[Segmentation mask data]
════════════════
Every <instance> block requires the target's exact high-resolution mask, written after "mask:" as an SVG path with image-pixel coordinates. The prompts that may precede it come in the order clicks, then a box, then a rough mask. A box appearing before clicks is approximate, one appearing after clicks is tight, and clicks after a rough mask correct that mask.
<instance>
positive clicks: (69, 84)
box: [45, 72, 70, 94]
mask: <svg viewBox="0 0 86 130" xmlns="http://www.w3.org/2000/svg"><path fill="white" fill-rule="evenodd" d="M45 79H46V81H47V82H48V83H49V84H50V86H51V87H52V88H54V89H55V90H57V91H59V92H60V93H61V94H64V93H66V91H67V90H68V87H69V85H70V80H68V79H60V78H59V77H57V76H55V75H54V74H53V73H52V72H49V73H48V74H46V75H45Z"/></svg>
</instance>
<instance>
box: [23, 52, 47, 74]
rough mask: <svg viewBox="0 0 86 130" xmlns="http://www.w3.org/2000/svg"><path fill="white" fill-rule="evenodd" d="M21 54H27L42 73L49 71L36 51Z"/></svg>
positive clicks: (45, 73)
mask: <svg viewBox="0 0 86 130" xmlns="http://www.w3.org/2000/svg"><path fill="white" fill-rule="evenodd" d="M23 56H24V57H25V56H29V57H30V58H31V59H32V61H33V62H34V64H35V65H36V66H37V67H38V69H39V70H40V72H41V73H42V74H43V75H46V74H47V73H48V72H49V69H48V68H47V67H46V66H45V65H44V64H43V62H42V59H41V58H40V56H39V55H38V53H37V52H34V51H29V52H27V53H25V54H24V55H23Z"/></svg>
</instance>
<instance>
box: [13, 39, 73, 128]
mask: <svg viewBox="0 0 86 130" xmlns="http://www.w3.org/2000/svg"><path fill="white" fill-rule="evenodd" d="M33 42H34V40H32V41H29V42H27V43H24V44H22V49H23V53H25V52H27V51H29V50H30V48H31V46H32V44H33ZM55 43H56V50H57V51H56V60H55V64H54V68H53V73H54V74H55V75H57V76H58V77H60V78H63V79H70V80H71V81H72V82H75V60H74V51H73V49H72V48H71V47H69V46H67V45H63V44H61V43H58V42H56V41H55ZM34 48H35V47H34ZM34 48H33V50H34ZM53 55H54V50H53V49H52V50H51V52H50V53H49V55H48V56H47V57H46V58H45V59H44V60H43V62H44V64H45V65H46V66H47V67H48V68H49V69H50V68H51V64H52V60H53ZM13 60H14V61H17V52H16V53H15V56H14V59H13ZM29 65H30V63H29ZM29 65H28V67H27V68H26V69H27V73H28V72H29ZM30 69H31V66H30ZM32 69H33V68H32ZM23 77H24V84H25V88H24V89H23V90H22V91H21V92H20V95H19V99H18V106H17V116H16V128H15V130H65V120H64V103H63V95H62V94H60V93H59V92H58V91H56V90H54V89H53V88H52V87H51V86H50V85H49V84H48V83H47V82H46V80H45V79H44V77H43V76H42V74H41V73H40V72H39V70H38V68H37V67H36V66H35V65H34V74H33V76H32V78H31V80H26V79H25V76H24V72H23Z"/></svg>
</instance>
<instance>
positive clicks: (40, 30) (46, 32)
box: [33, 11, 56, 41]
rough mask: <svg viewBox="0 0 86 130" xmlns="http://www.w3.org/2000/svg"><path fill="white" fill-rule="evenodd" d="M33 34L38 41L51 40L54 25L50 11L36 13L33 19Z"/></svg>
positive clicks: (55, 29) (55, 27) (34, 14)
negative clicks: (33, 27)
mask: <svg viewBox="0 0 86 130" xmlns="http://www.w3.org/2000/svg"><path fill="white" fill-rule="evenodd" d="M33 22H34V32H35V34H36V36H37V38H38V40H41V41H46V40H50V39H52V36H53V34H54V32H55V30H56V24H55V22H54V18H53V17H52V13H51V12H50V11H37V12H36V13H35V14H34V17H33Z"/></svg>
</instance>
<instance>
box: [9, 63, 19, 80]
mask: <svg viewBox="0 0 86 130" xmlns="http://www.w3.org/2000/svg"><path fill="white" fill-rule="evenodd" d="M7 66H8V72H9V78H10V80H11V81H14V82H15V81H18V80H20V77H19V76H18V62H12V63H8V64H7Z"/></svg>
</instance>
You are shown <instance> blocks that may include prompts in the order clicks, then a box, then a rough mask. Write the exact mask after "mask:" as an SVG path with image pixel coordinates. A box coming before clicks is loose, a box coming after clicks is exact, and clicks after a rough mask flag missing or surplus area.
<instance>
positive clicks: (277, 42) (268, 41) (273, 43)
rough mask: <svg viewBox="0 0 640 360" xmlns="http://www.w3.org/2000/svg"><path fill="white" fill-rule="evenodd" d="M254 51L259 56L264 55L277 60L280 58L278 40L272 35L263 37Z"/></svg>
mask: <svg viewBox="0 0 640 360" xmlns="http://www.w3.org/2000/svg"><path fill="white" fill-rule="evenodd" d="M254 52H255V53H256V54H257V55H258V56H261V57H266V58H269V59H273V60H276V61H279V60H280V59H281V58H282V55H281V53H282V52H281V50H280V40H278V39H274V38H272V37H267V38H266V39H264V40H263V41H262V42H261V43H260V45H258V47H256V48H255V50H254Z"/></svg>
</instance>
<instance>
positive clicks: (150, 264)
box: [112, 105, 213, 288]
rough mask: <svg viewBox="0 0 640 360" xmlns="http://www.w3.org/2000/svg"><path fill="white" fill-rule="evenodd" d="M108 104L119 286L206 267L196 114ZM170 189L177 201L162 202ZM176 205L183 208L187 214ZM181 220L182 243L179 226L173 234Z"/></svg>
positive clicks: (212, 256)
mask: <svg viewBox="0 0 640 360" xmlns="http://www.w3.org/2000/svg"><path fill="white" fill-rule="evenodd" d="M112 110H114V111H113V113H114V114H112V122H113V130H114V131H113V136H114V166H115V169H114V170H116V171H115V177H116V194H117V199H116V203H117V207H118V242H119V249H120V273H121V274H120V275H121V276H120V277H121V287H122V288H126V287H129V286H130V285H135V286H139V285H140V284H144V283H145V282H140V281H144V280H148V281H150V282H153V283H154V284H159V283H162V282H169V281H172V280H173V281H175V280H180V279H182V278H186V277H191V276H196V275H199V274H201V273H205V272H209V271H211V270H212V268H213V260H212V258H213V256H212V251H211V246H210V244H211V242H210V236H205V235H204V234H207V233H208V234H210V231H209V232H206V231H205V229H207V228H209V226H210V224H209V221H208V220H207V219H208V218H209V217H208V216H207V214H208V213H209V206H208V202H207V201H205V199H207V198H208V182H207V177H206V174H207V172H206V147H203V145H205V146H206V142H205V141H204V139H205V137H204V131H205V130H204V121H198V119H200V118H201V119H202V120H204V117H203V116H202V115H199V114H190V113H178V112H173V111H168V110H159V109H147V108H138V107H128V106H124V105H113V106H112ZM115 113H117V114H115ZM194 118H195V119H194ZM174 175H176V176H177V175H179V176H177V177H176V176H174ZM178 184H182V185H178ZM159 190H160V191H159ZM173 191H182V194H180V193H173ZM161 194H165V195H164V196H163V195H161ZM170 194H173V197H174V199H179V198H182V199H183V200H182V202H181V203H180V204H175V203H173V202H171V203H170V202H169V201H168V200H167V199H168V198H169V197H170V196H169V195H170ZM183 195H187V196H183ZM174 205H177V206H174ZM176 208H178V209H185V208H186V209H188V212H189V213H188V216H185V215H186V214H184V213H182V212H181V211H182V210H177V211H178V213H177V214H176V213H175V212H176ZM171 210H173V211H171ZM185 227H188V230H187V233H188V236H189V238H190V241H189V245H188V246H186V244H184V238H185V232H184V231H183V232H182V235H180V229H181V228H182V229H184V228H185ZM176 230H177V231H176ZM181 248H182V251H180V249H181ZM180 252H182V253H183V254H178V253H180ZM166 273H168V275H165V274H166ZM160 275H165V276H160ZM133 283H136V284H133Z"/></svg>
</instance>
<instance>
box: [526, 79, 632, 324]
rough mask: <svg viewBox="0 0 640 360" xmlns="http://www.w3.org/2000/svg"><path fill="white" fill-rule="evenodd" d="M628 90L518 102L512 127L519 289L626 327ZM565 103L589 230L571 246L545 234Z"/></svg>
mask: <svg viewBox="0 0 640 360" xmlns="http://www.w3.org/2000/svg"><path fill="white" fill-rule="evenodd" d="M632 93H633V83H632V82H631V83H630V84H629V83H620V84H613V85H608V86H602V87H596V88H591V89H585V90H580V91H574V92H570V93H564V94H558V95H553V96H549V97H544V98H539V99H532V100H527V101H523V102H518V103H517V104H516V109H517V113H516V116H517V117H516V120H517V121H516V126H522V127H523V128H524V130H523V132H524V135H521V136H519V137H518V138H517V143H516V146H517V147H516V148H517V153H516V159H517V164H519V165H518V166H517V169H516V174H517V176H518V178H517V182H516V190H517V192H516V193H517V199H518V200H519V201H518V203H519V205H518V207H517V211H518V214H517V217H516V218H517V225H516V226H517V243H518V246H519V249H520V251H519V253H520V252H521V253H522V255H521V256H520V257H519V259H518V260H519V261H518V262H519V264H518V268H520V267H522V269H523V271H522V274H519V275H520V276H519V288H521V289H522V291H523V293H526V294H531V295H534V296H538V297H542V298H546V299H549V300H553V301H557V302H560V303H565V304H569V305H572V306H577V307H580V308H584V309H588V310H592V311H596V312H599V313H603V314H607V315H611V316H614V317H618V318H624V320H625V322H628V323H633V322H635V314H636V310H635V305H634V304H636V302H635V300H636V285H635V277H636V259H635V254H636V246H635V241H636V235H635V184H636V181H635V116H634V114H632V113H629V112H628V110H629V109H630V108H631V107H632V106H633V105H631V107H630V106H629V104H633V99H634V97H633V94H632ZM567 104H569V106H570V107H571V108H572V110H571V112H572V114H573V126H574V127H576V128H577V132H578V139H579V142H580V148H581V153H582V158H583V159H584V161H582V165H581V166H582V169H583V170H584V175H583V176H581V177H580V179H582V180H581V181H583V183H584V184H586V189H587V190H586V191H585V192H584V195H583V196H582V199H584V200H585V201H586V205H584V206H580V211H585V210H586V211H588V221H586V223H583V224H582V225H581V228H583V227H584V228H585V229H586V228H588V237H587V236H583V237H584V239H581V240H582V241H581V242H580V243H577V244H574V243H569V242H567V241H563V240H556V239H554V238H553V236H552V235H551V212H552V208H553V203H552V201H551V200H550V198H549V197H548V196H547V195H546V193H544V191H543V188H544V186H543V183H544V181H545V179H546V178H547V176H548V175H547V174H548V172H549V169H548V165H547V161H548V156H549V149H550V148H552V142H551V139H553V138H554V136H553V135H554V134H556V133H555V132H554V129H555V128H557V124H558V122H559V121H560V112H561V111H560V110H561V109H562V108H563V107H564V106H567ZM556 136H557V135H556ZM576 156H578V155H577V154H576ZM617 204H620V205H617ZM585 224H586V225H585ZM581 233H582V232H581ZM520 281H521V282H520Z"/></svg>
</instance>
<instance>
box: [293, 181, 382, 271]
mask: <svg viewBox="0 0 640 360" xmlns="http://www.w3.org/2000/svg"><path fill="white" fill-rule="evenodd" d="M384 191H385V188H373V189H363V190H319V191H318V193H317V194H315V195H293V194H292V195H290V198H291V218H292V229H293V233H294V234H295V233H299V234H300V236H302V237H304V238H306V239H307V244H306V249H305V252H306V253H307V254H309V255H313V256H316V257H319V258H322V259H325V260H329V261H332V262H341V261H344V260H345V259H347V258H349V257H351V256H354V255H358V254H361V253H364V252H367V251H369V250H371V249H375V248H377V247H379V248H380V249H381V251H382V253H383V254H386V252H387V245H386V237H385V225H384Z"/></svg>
════════════════
• Directions:
From the first line of the records above to the line that contains "54H27L42 73L49 71L36", quote each line exactly.

• Response for this exercise:
Every <instance> block requires the target's exact high-resolution mask, written after "mask:" as an SVG path with image-pixel coordinates. The prompts that may precede it come in the order clicks, then a box, then a rough mask. A box appearing before clicks is approximate, one appearing after clicks is tight, and clicks after a rough mask correct that mask.
<instance>
positive clicks: (69, 84)
box: [45, 72, 70, 94]
mask: <svg viewBox="0 0 86 130" xmlns="http://www.w3.org/2000/svg"><path fill="white" fill-rule="evenodd" d="M45 79H46V81H47V82H48V83H49V84H50V86H51V87H52V88H54V89H55V90H57V91H59V92H60V93H61V94H64V93H66V91H67V90H68V87H69V85H70V80H68V79H60V78H59V77H57V76H55V75H54V74H53V73H52V72H49V73H48V74H46V75H45Z"/></svg>
</instance>
<instance>
box: [23, 52, 47, 74]
rough mask: <svg viewBox="0 0 86 130" xmlns="http://www.w3.org/2000/svg"><path fill="white" fill-rule="evenodd" d="M21 54H27L42 73L49 71L36 51Z"/></svg>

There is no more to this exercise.